* 과제 요구사항:
아래 기록을 처음부터 끝까지 모두, 한 줄도 빠뜨리거나 고치지 말고 똑같이 옮겨 적을 수 있나요?

좌표 라벨링 데이터
:::

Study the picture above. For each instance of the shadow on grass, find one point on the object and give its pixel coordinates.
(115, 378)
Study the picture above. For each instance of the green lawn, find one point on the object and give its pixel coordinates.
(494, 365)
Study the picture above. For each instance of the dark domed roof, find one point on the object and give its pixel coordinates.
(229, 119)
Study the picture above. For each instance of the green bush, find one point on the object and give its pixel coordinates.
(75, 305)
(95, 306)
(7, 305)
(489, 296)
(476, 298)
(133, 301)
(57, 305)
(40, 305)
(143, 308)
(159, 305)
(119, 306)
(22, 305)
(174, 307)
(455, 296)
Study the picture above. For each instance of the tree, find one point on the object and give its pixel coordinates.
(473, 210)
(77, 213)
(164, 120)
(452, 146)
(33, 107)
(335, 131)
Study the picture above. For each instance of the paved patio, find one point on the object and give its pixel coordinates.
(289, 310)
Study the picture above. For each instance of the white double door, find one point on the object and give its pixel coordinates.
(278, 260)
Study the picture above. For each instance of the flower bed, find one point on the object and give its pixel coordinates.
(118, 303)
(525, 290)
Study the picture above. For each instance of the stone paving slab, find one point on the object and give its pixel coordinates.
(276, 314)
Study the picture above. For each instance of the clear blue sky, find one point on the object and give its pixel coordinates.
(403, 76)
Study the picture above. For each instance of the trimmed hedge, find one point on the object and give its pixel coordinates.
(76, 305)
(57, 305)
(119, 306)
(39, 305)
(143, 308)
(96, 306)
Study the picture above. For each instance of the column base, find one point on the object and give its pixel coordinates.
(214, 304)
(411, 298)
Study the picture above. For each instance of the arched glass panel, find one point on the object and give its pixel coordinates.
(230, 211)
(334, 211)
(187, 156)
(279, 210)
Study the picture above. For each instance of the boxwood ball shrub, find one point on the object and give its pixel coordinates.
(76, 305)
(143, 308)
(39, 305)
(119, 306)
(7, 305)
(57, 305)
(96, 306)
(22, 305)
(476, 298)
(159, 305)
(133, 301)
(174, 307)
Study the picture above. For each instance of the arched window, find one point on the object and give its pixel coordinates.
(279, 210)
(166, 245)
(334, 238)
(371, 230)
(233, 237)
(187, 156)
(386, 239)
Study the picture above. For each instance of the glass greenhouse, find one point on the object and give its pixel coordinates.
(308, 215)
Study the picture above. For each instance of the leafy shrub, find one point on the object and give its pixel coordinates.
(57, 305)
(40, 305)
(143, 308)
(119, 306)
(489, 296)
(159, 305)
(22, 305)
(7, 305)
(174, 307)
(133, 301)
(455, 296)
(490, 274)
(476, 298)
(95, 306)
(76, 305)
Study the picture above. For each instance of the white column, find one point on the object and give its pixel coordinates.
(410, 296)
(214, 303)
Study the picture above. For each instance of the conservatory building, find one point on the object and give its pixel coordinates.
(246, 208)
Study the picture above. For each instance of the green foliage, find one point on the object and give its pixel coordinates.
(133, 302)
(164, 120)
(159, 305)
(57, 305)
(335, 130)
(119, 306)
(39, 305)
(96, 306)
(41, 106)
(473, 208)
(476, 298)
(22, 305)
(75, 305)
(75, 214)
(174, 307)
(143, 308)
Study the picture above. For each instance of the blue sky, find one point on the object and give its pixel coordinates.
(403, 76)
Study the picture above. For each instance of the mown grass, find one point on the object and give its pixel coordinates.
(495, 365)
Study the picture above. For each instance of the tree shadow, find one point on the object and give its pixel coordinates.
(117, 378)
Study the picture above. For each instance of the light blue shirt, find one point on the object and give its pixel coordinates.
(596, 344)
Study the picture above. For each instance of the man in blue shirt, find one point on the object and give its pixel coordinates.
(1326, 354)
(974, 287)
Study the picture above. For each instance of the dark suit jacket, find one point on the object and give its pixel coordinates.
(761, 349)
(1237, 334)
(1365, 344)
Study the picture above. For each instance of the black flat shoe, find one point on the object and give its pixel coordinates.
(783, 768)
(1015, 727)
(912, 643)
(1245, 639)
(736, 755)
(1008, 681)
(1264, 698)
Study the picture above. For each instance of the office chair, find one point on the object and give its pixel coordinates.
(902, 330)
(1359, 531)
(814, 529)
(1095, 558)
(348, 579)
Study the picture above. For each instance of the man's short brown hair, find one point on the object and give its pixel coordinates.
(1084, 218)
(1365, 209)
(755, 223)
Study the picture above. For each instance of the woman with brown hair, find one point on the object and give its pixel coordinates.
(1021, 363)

:::

* 과제 풀이:
Study the picture above. For each instance of the shadow on grass, find one point on the object and give its pixel coordinates.
(115, 378)
Study the picture above. For each instance of the green lawn, find one point on the object and give its pixel coordinates.
(494, 365)
Study the picture above. For each instance of the dark domed roof, find one point on the object and give its pixel coordinates.
(229, 119)
Study the picture above. For each instance of the green bush, find one point on the object and give its pixel coordinates.
(75, 305)
(95, 306)
(7, 305)
(489, 296)
(476, 298)
(133, 301)
(57, 305)
(40, 305)
(143, 308)
(159, 305)
(119, 306)
(22, 305)
(174, 307)
(455, 296)
Study the picture above. For each instance of the tree, find one point on the object and give its pixel coordinates.
(473, 210)
(77, 213)
(164, 120)
(452, 146)
(33, 107)
(335, 131)
Study the picture above. For each instance of the paved patio, find one point on the object and give its pixel coordinates.
(289, 310)
Study the picture above. For each instance of the white double door, find one point on the object and give its pixel coordinates.
(278, 260)
Study the picture above. For each instance of the flower bed, find one point on the object and give its pixel coordinates.
(118, 303)
(525, 290)
Study the picture above. For each instance of the stone paving slab, find one point on the object and give its pixel coordinates.
(276, 314)
Study the picture above. For each instance of the clear blue sky, find one point on the object and give its pixel coordinates.
(403, 76)
Study the picture above. For each instance of the trimmed hedge, find one point on the object and give its pixel coordinates.
(76, 305)
(57, 305)
(119, 306)
(39, 305)
(143, 308)
(96, 306)
Study the picture above. For each instance of the column base, find one point on the object and give its pixel coordinates.
(214, 304)
(411, 298)
Study the picture above. For each instance of the arched glass panel, find one point on the object and give its pixel coordinates.
(230, 211)
(334, 211)
(187, 156)
(279, 210)
Study the picture above. For each instance of the boxwood ball shrub, find one point on the object and give its pixel coordinates.
(76, 305)
(143, 308)
(39, 305)
(119, 306)
(7, 305)
(57, 305)
(96, 306)
(22, 305)
(476, 298)
(159, 305)
(133, 301)
(174, 307)
Study the picture above. For each instance of the arched window, find one point on the object and give its pixel coordinates.
(279, 210)
(166, 245)
(334, 238)
(371, 230)
(233, 237)
(187, 156)
(386, 239)
Study the picture above. For each instance of the glass greenhouse, find one point on the object and give its pixel coordinates.
(308, 215)
Study the picture above. For each instance of the leafy shrub, find one point on the object and give its pixel coordinates.
(57, 305)
(40, 305)
(143, 308)
(119, 306)
(489, 296)
(159, 305)
(22, 305)
(7, 305)
(174, 307)
(133, 301)
(455, 296)
(490, 274)
(476, 298)
(95, 306)
(76, 305)
Study the picture above. For each instance of the white column, find one point on the object and give its pixel coordinates.
(410, 296)
(214, 303)
Study the picture above. For each instance of the conservatory building, find one point on the object and give its pixel coordinates.
(246, 208)
Study the picture above. For each instance of the green foliage, find one point on the object and give its pixel coordinates.
(133, 302)
(164, 120)
(159, 305)
(57, 305)
(335, 130)
(119, 306)
(39, 305)
(96, 306)
(41, 106)
(473, 208)
(476, 298)
(22, 305)
(75, 305)
(75, 214)
(174, 307)
(143, 308)
Study the picture above. For each instance of the blue sky, find one point on the object and give its pixel coordinates.
(403, 76)
Study the picture above. For each instance of the mown grass, find one point on the object and give its pixel coordinates.
(495, 365)
Study the picture above. For each instance of the tree shadow, find one point on the object and give its pixel coordinates.
(117, 378)
Study the picture above. For each instance of the light blue shirt, find one point on the object and give its pixel coordinates.
(596, 344)
Study the picture above. For each instance of the man in blue shirt, find one point on the object and give its pixel coordinates.
(1326, 354)
(974, 287)
Study the picture above. For each instance of the dark suit jacket, find one point on the object and give its pixel coordinates.
(761, 349)
(1237, 334)
(1365, 344)
Study the picture above. For each instance of the black flat shoe, find one point on the object and give its pixel coordinates.
(783, 768)
(1015, 727)
(912, 643)
(1245, 639)
(736, 755)
(1008, 681)
(1264, 698)
Study the picture above. For each instance of the office chair, find one point on the object and give its pixel coordinates.
(902, 330)
(1359, 531)
(814, 529)
(1095, 558)
(348, 579)
Study the picture above. For each instance of the man's short brown hair, find one point on the object and give its pixel coordinates.
(1084, 218)
(1365, 209)
(755, 223)
Study the picture above. For each instance of the woman with brown hair, find one point on the object and give its pixel coordinates.
(1021, 363)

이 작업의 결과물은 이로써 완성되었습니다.